Stored items
--------------------------------------------------
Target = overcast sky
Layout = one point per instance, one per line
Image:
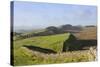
(40, 15)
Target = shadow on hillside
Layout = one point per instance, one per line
(73, 44)
(39, 49)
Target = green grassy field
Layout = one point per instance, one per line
(25, 56)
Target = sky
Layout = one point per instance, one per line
(41, 15)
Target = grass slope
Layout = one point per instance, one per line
(24, 56)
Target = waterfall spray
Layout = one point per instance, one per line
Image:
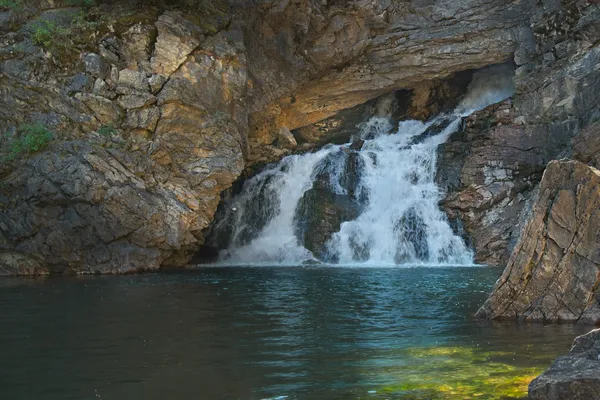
(399, 222)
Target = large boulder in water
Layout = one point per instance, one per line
(575, 376)
(554, 270)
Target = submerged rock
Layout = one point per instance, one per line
(575, 376)
(554, 270)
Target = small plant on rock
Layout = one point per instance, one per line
(45, 33)
(30, 138)
(107, 130)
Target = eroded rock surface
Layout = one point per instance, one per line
(575, 376)
(199, 95)
(489, 171)
(554, 271)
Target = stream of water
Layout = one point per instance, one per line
(265, 333)
(383, 196)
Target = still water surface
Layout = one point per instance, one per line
(256, 333)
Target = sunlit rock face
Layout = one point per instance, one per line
(574, 376)
(552, 274)
(191, 98)
(309, 60)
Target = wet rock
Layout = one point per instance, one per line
(489, 172)
(285, 139)
(96, 66)
(145, 119)
(323, 208)
(105, 110)
(575, 376)
(134, 80)
(136, 100)
(79, 83)
(553, 272)
(357, 145)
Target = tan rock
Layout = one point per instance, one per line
(177, 38)
(554, 270)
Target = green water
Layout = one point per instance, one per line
(257, 333)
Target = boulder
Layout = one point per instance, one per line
(553, 273)
(575, 376)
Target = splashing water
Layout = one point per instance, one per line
(399, 222)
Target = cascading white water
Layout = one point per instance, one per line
(399, 221)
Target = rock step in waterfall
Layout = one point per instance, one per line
(375, 204)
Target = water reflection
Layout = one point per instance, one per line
(253, 333)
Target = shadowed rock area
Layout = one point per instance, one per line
(554, 270)
(186, 96)
(575, 376)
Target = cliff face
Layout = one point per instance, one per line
(491, 170)
(574, 376)
(155, 109)
(553, 273)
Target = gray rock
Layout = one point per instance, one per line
(102, 88)
(177, 38)
(96, 65)
(145, 118)
(105, 110)
(285, 139)
(136, 100)
(79, 83)
(134, 80)
(552, 274)
(575, 376)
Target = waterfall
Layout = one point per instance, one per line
(377, 205)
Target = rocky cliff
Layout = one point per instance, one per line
(575, 376)
(125, 121)
(553, 273)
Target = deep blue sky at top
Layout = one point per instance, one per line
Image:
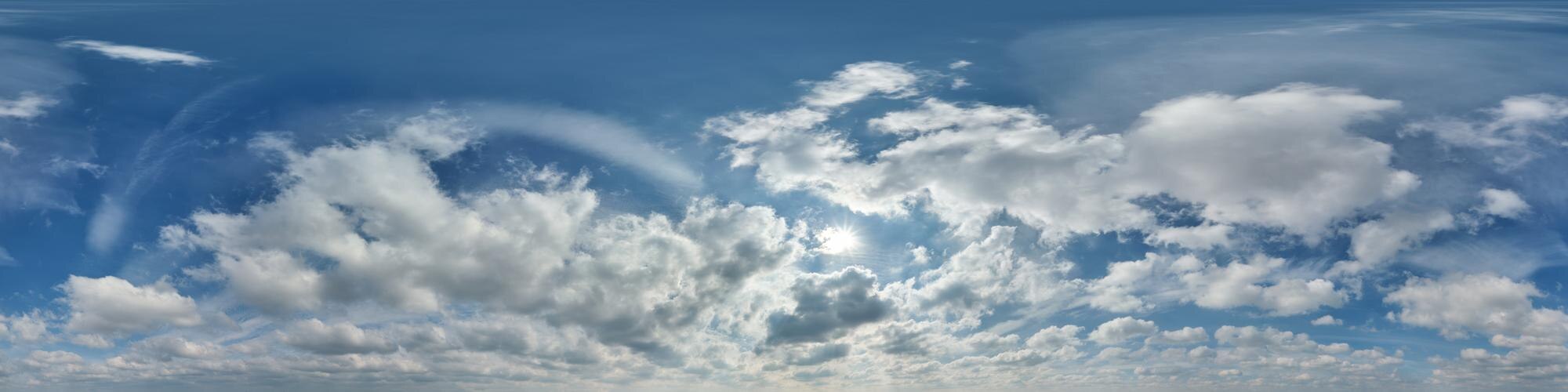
(659, 67)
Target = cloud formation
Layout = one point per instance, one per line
(145, 56)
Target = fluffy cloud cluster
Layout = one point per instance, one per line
(365, 267)
(147, 56)
(368, 223)
(1512, 132)
(1277, 159)
(115, 307)
(1483, 303)
(1258, 281)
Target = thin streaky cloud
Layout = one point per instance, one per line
(147, 56)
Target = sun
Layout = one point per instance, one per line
(838, 241)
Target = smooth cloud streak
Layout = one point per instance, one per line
(147, 56)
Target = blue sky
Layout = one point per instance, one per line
(874, 195)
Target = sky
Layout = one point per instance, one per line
(783, 197)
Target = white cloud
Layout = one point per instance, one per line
(987, 275)
(172, 347)
(1483, 303)
(1379, 241)
(860, 81)
(1054, 338)
(603, 137)
(1122, 330)
(1194, 238)
(1258, 281)
(949, 156)
(92, 341)
(1186, 336)
(27, 106)
(1503, 203)
(1327, 321)
(1512, 132)
(27, 328)
(115, 307)
(335, 339)
(829, 303)
(1280, 158)
(147, 56)
(1241, 285)
(394, 238)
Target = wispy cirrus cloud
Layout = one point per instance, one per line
(147, 56)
--------------------------------------------------
SET EXERCISE.
Repeat the material above word for word, please, apart from its images.

ANSWER TO THE TASK.
Target = overcast sky
Layout = one point per instance, one per line
Image:
(40, 15)
Target = shadow on hillside
Layout = one point per instance, one per line
(73, 44)
(39, 49)
Target = green grassy field
Layout = one point per instance, one per line
(25, 56)
Target = sky
Layout = one point per instance, one per line
(41, 15)
Target = grass slope
Layout = one point per instance, one per line
(24, 56)
Target = waterfall spray
Layout = one point per instance, one per line
Image:
(399, 222)
Target = large boulder in water
Layout = one point per instance, one per line
(575, 376)
(554, 270)
Target = submerged rock
Layout = one point per instance, one per line
(575, 376)
(554, 270)
Target = small plant on rock
Layout = one point per instance, one per line
(45, 33)
(30, 138)
(107, 130)
Target = eroded rock surface
Layout = one point per instance, one per line
(575, 376)
(199, 95)
(489, 171)
(554, 271)
Target = stream of water
Layout = one point per instance, one per line
(265, 333)
(383, 196)
Target = still water surface
Layout = one point per instance, one per line
(256, 333)
Target = sunlit rock face
Layout = one point per instance, one per line
(574, 376)
(552, 274)
(191, 98)
(309, 60)
Target = wet rock
Layout = one point per instance, one per line
(489, 172)
(285, 139)
(96, 66)
(145, 119)
(323, 208)
(105, 110)
(575, 376)
(134, 80)
(136, 100)
(79, 83)
(553, 272)
(357, 145)
Target = tan rock
Layout = one point per instance, one per line
(177, 38)
(554, 270)
Target = green water
Layout = one point per instance, one per line
(257, 333)
Target = boulder
Layout = one point per instance, one per line
(553, 273)
(575, 376)
Target = splashing water
Layout = one point per instance, one per line
(399, 222)
Target = cascading white water
Layout = one point per instance, one per line
(399, 221)
Target = rock step in waterfall
Layout = one point per instance, one per line
(375, 204)
Target = water reflection
Layout = one point per instance, one per line
(253, 333)
Target = shadowed rock area
Layout = one point per instance, one per line
(554, 270)
(186, 96)
(575, 376)
Target = cliff face
Layout = one point per instance, one per line
(491, 170)
(574, 376)
(155, 109)
(553, 273)
Target = gray rock
Layout = one point per instance, one per line
(102, 88)
(177, 38)
(96, 65)
(145, 118)
(105, 110)
(285, 139)
(136, 100)
(79, 83)
(134, 80)
(552, 274)
(575, 376)
Target = waterfall
Layout = one point per instance, one per line
(377, 205)
Target = rocky cliff
Layout = one point per instance, one per line
(575, 376)
(125, 121)
(553, 273)
Target = deep blue sky at top
Layout = one point per instance, one per line
Image:
(659, 67)
Target = cloud formation
Layout = one point per instance, one per line
(145, 56)
Target = fluffy cloud cluster
Layout = one point per instance, one per line
(365, 267)
(147, 56)
(368, 223)
(1512, 132)
(1277, 159)
(115, 307)
(1483, 303)
(1258, 281)
Target = thin streaky cloud
Layout = one point per instance, one per line
(147, 56)
Target = sun
Layout = one point per instance, one per line
(838, 241)
Target = smooth cloud streak
Layout = one point per instance, one per line
(147, 56)
Target = blue sky
Layout = one point per instance, one per line
(874, 195)
Target = sky
Layout = one point per instance, one per line
(783, 197)
Target = white cloud
Layout = one point per instance, one per line
(987, 275)
(172, 347)
(1483, 303)
(1379, 241)
(860, 81)
(1054, 338)
(603, 137)
(1122, 330)
(1194, 238)
(1258, 281)
(949, 156)
(92, 341)
(1186, 336)
(27, 106)
(1503, 203)
(1327, 321)
(1512, 132)
(27, 328)
(115, 307)
(335, 339)
(829, 303)
(1280, 158)
(147, 56)
(1241, 285)
(394, 238)
Target = wispy cirrus cloud
Layout = one point per instance, one per line
(147, 56)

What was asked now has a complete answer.